* **Provided data**:
◇ ◇ ◇ ◇
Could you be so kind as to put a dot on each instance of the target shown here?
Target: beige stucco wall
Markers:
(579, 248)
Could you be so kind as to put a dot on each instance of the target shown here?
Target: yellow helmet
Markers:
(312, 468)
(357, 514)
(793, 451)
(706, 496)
◇ ◇ ◇ ◇
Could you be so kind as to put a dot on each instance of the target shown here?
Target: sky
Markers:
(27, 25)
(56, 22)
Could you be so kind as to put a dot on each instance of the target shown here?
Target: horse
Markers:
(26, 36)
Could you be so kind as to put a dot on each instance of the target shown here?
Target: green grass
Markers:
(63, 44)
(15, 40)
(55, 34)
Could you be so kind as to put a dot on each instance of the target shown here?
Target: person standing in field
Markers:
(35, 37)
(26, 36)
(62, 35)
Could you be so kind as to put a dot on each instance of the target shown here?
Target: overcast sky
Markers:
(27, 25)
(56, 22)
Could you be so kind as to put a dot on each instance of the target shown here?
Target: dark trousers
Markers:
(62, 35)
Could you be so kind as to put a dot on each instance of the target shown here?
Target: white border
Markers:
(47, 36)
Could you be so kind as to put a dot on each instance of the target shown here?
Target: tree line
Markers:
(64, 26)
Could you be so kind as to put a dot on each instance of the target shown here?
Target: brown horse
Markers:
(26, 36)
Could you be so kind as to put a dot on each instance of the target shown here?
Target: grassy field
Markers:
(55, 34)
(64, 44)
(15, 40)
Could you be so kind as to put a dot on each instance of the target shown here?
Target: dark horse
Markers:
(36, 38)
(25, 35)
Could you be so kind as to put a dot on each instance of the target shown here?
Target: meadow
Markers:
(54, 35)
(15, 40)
◇ ◇ ◇ ◇
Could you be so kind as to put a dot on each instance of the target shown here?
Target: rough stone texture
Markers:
◇ ◇ ◇ ◇
* **Try it**:
Every line holding the string "field" should be copied here, so please find those lines in the data.

* **Result of this task**:
Target: person standing in field
Target: grassy field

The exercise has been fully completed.